Complete the following
1. Using the abstract on optoacoustic imaging of endothelin receptors, say whether each statement agrees with it: (a) the ETR probe applied for MSOT evaluation was fluorescent; (b) imaging results were validated in vivo via immunohistochemistry; (c) the therapeutic interventions evaluated included Bevacizumab and Cisplatin. For each, answer yes or no and quote the text's deciding words.
2. From the abstract on optoacoustic imaging of endothelin receptors, extract the passage that begins at the words "In vivo optoacoustic" and stops after the words "or immune-modulating therapy.", copying it character for character.

Provided passage
BEGIN

In vivo optoacoustic imaging of endothelin receptor expression and treatment response in the hypoxic tumor microenvironment.

PURPOSE

A hypoxic tumor microenvironment promotes cancer progression, with endothelin-A receptor (ETR) signaling playing a key role in tumor neoangiogenesis and macrophage infiltration. We hypothesize that multispectral optoacoustic tomography (MSOT) using an ETR-specific probe could provide improved insights into the hypoxic characteristics of the tumor microenvironment (TME), either alone or in combination with endogenous markers, and that alterations in ETR expression may correlate with increased tumor oxygenation serving as an early indicator of response to anti-angiogenic or immune-modulating therapy.

METHODS

A fluorescent ETR probe was applied for in vivo MSOT evaluation of ETR expression in hypoxic murine breast cancer. Optoacoustic signal intensity (SI) of deoxygenated and oxygenated hemoglobin served as additive intrinsic readouts. Furthermore, therapeutic interventions utilizing Bevacizumab, Clodronate and Sorafenib were evaluated with regard to effects on ETR expression and hemoglobin oxygen saturation. Imaging results were validated ex vivo via immunohistochemistry.

END

Dataset
BEGIN

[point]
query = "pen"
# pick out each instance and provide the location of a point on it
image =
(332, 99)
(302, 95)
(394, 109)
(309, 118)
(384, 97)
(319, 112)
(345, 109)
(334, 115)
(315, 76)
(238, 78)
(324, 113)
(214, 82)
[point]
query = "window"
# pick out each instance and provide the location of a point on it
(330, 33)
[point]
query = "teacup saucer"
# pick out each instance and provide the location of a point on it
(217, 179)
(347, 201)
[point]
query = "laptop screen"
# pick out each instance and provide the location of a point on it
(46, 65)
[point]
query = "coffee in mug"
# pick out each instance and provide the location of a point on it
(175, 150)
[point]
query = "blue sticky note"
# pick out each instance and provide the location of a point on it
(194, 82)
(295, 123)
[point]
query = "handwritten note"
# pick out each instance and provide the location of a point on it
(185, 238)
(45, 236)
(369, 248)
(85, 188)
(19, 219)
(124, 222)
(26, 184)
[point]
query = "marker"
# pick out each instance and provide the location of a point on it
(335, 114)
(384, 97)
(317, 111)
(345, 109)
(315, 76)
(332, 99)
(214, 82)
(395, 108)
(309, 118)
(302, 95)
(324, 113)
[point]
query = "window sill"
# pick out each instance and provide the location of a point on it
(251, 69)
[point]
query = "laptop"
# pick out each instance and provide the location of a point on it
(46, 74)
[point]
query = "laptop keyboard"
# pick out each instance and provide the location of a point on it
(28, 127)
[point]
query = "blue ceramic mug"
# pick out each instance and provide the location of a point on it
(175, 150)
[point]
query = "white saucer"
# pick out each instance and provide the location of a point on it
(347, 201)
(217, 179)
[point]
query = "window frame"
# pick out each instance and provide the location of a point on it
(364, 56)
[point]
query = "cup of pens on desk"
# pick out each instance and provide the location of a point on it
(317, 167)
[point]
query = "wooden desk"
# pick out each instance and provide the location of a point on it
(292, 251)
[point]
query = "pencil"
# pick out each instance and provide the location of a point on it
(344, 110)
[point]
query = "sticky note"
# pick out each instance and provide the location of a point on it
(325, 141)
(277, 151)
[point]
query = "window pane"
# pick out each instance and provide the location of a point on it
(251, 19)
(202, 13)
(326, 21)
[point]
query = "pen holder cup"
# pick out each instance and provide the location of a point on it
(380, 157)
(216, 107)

END

Your written answers
1.
(a) Yes: "A fluorescent ETR probe was applied for in vivo MSOT evaluation of ETR expression"
(b) No: "Imaging results were validated ex vivo via immunohistochemistry."
(c) No: "therapeutic interventions utilizing Bevacizumab, Clodronate and Sorafenib"

2.
In vivo optoacoustic imaging of endothelin receptor expression and treatment response in the hypoxic tumor microenvironment.

PURPOSE

A hypoxic tumor microenvironment promotes cancer progression, with endothelin-A receptor (ETR) signaling playing a key role in tumor neoangiogenesis and macrophage infiltration. We hypothesize that multispectral optoacoustic tomography (MSOT) using an ETR-specific probe could provide improved insights into the hypoxic characteristics of the tumor microenvironment (TME), either alone or in combination with endogenous markers, and that alterations in ETR expression may correlate with increased tumor oxygenation serving as an early indicator of response to anti-angiogenic or immune-modulating therapy.